EXERCISE INSTRUCTIONS | Quote word for word the part of the entries that starts at the line containing "on tunic with one point per instance." and runs through the end of the entries.

MATERIAL FOR THE TASK |

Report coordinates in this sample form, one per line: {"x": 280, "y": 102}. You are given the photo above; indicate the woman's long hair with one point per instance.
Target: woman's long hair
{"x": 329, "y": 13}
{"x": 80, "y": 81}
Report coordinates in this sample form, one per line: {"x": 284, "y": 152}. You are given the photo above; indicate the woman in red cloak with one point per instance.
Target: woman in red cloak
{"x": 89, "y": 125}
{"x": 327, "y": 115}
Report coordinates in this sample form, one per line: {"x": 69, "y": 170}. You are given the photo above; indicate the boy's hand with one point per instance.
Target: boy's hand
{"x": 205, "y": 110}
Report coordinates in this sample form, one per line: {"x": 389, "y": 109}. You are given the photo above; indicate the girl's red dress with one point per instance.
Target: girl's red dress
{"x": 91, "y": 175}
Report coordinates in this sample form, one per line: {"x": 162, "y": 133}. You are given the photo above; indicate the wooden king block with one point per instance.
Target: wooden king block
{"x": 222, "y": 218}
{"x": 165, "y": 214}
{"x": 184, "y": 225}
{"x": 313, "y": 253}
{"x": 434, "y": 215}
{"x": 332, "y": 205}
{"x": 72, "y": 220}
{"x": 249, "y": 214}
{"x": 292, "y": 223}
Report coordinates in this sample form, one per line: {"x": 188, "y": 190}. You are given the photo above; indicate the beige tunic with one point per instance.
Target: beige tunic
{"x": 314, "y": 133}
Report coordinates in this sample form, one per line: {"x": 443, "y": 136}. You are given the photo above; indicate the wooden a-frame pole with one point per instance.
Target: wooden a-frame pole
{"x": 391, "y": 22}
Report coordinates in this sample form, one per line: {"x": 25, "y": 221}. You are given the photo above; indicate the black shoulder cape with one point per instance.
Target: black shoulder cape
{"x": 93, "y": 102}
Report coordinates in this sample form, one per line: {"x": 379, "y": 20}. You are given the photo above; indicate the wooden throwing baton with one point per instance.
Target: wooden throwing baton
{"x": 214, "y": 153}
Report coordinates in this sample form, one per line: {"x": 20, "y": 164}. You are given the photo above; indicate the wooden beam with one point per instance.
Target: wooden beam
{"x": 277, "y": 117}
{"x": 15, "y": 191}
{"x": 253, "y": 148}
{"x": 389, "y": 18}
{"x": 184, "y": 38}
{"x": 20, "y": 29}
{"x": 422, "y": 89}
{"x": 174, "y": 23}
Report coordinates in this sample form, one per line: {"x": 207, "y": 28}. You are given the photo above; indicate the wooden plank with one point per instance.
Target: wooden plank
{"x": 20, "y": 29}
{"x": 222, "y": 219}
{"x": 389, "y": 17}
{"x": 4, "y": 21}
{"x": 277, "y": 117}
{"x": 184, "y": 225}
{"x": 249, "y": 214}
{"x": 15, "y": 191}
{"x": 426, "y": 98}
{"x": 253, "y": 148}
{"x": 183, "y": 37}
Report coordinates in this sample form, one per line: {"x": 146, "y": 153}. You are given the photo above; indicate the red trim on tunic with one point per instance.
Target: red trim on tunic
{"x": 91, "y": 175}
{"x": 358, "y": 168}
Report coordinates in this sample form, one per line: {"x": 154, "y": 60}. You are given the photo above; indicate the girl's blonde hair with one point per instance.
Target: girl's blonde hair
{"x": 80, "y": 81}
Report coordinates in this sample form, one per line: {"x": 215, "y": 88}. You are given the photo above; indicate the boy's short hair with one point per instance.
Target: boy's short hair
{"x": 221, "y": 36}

SOLUTION FOR THIS PROBLEM |
Report coordinates in this sample form, one per line: {"x": 146, "y": 153}. You are given the photo above; indicate the red trim on tunic with one point per instance.
Target: red trim on tunic
{"x": 91, "y": 175}
{"x": 358, "y": 168}
Report coordinates in this sample form, one per line: {"x": 154, "y": 60}. You are given the photo above; indicate the girl's blonde hair with one point per instance.
Target: girl's blonde hair
{"x": 80, "y": 81}
Report coordinates in this sample form, one per line: {"x": 215, "y": 88}. You are given the photo above; indicate the boy's short hair with one point per instance.
Target: boy's short hair
{"x": 221, "y": 36}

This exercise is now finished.